__Requirements__: Copy word for word the lines of the records below, from the line that contains "The automated pipeline tagged dugout concrete" through the end of the records, both ends included.

########

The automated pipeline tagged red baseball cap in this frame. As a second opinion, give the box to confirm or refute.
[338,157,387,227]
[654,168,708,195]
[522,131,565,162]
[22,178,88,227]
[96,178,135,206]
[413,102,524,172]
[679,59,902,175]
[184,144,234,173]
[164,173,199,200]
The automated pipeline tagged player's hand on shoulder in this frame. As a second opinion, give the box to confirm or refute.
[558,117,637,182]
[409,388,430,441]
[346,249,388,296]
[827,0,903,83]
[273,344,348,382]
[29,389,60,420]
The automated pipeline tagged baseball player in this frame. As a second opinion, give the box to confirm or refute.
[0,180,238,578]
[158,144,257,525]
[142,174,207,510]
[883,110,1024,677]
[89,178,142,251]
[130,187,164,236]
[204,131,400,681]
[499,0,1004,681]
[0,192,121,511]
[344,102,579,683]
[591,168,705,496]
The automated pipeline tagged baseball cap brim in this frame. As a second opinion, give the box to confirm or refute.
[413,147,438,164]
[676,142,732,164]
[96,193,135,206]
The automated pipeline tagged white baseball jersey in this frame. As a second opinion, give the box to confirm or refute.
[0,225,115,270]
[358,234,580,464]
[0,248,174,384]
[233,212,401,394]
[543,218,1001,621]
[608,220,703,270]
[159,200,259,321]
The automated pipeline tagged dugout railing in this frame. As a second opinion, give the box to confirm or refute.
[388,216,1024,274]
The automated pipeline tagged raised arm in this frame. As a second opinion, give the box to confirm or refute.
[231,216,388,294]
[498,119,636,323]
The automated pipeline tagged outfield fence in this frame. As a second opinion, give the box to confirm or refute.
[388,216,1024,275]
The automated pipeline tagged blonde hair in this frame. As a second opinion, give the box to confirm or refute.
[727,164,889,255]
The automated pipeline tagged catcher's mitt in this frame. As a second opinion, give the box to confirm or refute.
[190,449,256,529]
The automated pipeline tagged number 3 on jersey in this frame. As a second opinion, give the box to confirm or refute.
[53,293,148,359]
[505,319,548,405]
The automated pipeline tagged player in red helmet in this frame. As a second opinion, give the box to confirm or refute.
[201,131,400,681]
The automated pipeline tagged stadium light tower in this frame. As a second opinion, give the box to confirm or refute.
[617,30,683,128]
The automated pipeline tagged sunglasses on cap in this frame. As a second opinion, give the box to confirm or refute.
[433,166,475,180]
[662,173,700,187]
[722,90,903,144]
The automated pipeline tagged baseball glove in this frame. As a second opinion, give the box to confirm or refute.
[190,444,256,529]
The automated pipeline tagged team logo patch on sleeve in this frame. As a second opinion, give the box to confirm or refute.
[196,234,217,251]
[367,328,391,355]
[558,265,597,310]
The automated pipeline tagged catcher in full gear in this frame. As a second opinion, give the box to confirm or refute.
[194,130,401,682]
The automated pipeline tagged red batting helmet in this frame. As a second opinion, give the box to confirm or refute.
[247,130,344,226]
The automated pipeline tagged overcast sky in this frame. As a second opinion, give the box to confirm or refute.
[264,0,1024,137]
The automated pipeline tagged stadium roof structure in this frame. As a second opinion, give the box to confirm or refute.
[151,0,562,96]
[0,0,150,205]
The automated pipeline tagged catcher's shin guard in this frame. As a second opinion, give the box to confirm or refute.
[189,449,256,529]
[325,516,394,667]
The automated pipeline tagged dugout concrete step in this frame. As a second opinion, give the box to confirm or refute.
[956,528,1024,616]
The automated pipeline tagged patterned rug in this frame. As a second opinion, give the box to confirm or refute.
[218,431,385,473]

########

__Exercise response__:
The automated pipeline tagged dugout concrete step in this frame. As a second opinion, give the box to confirm or refute.
[956,528,1024,616]
The automated pipeline tagged patterned rug in this frame. As a second opinion, give the box to confirm or refute.
[218,431,385,473]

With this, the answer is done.